(Required work)
Look through the records below, and whenever a line contains "room", copy it.

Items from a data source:
####
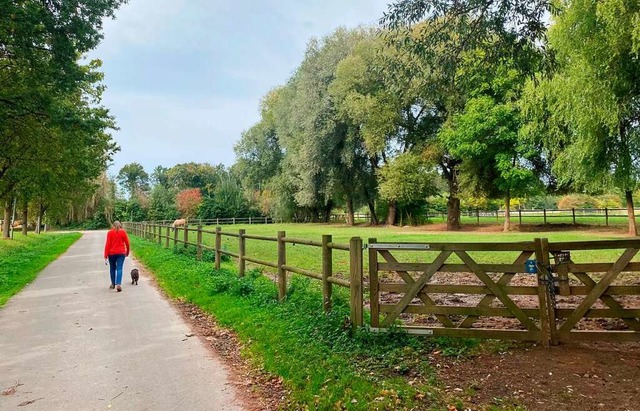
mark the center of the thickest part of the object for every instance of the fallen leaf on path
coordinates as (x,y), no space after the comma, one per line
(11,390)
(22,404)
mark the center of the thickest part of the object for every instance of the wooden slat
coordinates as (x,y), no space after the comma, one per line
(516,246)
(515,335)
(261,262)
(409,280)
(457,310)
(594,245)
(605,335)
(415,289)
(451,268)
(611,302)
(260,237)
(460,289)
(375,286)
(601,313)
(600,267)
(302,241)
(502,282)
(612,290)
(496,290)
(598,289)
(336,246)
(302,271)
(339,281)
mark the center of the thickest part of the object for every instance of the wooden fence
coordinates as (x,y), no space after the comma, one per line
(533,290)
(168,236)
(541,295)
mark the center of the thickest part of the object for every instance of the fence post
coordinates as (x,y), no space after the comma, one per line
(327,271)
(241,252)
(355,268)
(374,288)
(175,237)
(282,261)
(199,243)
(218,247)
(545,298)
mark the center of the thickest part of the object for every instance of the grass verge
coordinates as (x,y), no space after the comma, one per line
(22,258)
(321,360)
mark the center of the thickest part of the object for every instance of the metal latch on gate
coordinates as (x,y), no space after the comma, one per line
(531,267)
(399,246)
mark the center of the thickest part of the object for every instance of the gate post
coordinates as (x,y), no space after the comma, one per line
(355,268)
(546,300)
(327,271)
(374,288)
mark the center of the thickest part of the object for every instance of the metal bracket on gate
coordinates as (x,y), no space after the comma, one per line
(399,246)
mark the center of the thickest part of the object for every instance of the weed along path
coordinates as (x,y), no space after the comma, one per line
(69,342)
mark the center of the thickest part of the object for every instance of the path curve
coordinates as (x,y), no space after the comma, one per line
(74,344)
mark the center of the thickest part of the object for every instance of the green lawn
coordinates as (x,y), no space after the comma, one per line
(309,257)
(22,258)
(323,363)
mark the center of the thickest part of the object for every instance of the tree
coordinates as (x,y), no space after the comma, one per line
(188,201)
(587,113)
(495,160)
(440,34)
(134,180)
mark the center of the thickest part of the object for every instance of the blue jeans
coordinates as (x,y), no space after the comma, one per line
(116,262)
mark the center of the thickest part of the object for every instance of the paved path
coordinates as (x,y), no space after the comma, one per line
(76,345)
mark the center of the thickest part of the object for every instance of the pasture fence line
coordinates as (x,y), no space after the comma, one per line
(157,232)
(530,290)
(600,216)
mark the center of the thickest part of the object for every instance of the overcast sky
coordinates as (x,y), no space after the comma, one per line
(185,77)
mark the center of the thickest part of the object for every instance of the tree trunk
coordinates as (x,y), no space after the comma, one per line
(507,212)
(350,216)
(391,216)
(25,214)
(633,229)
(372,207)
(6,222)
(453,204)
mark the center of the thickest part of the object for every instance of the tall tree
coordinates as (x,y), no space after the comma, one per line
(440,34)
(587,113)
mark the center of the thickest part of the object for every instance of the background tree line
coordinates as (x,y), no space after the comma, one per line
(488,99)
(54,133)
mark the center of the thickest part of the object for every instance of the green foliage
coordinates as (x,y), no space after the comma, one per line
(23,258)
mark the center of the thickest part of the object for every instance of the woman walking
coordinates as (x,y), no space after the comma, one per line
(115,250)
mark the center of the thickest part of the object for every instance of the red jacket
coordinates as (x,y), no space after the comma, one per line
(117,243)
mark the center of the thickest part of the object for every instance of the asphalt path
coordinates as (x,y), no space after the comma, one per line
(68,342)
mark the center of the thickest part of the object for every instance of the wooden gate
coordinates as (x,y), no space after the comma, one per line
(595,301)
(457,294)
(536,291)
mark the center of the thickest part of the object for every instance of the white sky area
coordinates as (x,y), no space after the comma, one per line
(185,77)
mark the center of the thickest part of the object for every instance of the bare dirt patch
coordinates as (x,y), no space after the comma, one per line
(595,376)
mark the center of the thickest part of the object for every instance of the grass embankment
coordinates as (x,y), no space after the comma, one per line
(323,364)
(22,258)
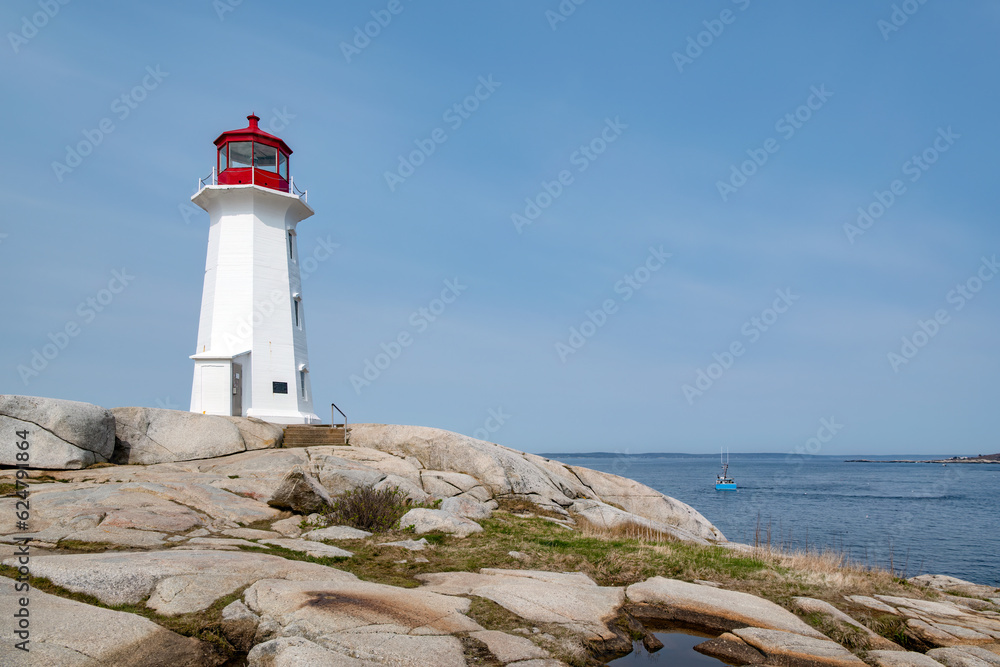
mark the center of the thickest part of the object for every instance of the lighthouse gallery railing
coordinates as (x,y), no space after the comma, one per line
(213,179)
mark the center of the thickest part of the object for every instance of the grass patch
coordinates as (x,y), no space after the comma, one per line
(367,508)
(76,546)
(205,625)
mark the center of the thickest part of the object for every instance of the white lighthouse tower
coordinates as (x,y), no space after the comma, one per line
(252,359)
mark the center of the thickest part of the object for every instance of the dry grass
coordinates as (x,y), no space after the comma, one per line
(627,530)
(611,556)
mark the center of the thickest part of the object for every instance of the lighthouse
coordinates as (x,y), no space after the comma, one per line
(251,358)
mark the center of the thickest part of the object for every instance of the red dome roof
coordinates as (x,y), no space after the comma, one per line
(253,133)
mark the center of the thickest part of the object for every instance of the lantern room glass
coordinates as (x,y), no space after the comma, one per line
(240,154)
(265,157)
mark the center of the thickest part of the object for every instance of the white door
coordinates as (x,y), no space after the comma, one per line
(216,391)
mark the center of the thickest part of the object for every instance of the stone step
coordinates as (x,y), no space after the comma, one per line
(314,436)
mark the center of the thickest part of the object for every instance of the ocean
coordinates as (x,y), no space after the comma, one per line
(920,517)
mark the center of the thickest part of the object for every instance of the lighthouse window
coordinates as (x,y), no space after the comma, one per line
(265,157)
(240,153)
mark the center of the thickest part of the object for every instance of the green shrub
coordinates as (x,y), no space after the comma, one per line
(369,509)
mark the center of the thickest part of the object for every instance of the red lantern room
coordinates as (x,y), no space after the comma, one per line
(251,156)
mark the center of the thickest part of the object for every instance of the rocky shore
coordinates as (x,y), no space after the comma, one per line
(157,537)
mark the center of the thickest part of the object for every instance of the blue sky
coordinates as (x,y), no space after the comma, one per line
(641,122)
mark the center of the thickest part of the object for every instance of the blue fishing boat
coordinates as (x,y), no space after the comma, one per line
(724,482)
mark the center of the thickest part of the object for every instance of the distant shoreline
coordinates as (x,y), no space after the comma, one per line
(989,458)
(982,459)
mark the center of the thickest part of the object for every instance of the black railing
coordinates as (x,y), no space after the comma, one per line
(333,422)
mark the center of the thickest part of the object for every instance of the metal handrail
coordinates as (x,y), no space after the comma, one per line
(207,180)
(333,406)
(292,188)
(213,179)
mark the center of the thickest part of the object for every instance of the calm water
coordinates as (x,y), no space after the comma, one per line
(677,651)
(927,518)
####
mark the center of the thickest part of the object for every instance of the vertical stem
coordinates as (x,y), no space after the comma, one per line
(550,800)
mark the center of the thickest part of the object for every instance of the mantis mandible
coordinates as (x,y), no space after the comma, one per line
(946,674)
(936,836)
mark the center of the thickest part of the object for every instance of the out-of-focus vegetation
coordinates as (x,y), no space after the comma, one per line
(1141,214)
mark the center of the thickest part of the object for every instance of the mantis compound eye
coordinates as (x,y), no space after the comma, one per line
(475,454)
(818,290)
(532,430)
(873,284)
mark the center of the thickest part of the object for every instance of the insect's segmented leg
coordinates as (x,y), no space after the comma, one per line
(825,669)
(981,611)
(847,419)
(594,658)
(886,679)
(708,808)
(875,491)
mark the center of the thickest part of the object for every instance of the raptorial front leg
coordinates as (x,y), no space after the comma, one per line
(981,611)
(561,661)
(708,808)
####
(Answer for this exercise)
mark the center of the thickest part of the object for every instance of the lantern room glass
mark the center of the thickest part of the object for every instance of the red lantern room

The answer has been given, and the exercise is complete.